___ Supplied data

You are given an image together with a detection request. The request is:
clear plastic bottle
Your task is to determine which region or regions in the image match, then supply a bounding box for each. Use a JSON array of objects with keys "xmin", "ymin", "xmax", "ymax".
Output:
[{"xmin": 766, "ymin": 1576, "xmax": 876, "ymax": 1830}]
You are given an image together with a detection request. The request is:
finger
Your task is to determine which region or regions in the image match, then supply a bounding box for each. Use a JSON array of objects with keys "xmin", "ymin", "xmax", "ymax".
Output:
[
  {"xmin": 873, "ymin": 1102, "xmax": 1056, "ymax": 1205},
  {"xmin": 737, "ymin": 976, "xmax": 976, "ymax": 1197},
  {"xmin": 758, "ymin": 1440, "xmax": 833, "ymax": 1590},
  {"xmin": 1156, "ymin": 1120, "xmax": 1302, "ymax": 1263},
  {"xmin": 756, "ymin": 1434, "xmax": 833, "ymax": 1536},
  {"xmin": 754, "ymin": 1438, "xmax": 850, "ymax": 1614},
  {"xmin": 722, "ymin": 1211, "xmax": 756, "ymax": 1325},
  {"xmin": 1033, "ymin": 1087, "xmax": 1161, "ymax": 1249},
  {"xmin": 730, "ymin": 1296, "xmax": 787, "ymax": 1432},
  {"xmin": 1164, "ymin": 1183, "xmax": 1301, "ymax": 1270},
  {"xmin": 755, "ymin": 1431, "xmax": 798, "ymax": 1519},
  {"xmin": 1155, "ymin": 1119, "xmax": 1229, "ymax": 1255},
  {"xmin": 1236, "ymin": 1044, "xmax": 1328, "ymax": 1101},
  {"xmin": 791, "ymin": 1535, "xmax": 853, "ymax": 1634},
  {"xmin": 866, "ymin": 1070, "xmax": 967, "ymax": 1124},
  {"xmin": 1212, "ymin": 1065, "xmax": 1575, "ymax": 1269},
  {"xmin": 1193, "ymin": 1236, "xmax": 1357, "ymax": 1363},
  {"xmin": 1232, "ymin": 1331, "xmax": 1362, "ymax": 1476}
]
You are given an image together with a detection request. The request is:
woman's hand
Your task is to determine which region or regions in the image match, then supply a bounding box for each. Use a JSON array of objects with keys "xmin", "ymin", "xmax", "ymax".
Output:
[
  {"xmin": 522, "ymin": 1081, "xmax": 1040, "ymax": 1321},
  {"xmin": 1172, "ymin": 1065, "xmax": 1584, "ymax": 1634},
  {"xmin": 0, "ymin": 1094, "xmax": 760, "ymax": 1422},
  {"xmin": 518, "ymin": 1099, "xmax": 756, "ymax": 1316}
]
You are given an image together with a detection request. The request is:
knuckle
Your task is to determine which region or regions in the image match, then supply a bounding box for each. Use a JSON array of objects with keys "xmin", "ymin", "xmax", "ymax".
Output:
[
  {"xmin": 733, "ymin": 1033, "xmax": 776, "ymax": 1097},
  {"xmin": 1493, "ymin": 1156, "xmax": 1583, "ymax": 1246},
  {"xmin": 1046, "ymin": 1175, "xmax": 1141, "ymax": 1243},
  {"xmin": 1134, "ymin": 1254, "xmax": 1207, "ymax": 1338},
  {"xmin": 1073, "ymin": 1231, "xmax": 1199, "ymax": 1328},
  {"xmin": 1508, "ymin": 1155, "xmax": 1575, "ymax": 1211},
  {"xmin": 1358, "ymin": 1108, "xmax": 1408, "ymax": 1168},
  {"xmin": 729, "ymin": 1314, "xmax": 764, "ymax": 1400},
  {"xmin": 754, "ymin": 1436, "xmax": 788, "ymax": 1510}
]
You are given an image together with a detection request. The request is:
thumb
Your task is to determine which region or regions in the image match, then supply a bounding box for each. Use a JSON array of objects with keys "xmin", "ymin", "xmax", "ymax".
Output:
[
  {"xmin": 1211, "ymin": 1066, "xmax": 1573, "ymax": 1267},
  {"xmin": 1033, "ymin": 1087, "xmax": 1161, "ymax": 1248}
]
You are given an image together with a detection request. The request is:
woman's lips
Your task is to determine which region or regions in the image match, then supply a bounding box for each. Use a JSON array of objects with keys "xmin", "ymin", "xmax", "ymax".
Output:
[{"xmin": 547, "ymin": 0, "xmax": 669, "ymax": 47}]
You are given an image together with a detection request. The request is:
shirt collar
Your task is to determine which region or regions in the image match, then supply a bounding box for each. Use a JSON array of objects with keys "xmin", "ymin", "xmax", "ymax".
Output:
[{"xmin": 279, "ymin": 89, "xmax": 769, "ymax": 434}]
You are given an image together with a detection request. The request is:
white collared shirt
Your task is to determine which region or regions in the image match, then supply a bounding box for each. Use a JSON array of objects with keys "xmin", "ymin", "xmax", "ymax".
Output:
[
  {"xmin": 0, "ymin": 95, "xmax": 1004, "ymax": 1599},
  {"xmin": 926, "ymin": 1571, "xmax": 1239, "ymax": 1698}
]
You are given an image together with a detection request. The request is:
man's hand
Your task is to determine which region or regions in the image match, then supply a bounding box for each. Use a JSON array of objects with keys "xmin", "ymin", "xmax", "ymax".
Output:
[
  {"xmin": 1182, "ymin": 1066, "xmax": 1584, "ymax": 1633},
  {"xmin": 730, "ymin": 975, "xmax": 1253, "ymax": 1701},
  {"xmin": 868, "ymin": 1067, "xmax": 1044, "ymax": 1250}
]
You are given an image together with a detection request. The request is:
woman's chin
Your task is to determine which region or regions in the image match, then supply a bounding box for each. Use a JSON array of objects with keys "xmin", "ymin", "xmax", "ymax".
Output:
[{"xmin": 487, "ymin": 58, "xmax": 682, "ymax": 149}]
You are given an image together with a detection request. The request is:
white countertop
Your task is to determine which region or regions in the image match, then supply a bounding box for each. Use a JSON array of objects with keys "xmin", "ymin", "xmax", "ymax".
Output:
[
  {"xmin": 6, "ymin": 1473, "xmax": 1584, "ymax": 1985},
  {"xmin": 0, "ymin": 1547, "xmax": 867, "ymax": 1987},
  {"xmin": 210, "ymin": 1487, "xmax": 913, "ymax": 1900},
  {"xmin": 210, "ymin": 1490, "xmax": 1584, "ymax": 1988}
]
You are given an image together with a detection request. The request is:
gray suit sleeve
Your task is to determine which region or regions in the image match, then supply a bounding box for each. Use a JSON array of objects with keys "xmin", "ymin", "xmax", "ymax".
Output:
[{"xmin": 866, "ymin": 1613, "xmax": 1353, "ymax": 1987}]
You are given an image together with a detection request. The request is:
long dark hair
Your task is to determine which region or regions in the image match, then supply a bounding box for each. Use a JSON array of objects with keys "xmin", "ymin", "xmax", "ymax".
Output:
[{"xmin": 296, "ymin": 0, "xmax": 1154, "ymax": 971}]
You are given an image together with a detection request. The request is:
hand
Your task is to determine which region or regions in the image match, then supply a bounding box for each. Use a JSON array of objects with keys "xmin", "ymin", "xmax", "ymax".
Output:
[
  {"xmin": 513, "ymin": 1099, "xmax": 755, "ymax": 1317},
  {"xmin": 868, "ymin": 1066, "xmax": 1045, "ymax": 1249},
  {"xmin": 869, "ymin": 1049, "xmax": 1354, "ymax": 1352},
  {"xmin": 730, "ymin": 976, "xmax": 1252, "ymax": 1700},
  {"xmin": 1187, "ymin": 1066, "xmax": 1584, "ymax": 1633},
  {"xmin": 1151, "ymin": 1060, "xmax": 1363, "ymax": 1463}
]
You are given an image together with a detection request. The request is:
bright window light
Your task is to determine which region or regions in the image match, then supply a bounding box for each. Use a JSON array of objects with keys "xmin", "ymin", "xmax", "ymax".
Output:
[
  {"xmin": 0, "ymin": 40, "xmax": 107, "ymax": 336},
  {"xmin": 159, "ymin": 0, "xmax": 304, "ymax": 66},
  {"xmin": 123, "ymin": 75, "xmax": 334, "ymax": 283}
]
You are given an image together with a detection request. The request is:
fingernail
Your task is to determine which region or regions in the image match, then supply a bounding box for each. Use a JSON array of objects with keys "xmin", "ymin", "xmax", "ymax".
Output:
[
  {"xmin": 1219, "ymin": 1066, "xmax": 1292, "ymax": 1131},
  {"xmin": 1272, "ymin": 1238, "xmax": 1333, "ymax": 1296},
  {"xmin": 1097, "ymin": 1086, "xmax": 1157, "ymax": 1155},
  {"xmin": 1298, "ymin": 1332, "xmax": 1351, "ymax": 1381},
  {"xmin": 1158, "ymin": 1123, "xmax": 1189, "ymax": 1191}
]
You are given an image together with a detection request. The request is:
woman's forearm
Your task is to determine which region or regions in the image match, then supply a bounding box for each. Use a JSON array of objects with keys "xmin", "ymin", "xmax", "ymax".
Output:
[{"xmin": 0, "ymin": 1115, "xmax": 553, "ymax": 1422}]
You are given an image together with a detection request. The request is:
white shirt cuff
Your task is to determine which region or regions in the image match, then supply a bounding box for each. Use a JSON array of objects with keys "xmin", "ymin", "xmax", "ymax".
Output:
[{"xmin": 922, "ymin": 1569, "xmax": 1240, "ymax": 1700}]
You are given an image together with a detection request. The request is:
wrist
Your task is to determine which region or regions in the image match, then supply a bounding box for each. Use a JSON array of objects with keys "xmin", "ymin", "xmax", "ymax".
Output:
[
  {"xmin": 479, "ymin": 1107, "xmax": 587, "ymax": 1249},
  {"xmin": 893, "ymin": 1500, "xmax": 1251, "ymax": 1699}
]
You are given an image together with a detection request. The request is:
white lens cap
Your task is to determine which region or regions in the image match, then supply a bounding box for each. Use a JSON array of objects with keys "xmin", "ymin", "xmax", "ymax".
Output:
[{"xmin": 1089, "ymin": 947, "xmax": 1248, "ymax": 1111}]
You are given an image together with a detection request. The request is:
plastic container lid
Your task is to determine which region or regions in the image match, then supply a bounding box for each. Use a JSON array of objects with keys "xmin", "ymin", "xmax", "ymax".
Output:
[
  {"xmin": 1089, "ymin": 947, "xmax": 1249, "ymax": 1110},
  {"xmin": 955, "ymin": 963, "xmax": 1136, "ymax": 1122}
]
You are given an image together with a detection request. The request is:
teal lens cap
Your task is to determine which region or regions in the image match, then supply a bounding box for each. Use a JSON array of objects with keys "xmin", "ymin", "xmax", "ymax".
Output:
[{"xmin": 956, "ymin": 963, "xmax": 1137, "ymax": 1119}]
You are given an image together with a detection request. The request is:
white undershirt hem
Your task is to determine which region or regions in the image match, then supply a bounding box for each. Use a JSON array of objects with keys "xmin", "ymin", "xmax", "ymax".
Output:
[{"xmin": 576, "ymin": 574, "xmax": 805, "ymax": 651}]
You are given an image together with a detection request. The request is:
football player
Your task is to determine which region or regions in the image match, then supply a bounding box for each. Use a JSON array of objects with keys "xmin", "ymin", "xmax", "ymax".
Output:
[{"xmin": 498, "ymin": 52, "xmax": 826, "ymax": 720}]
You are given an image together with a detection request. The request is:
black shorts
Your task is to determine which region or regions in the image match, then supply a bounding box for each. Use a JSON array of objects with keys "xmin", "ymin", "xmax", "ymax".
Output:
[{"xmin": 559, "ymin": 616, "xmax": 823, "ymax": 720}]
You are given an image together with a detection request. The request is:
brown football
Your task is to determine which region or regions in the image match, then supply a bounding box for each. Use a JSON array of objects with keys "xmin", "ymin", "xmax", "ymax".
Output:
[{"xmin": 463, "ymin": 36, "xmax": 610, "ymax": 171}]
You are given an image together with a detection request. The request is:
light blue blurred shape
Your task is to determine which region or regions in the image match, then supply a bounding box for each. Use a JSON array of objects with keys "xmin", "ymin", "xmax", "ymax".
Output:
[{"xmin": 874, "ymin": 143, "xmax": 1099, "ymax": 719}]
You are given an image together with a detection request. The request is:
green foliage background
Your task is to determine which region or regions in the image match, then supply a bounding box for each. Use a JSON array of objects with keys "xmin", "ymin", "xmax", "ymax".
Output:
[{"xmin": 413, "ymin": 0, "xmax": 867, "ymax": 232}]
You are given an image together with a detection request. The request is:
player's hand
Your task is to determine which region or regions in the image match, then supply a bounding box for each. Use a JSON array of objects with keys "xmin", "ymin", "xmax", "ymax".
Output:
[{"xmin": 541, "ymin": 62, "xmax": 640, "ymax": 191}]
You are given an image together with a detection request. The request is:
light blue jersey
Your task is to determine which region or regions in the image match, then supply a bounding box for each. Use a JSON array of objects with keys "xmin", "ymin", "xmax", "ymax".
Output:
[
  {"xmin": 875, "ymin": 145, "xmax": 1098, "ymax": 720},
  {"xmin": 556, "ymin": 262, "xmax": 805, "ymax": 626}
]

______

◆ Problem ◆
Take the entries above and copy out all lines with the string "white".

◆ Solution for this exercise ◆
white collared shirt
white countertop
white shirt cuff
white lens cap
white undershirt hem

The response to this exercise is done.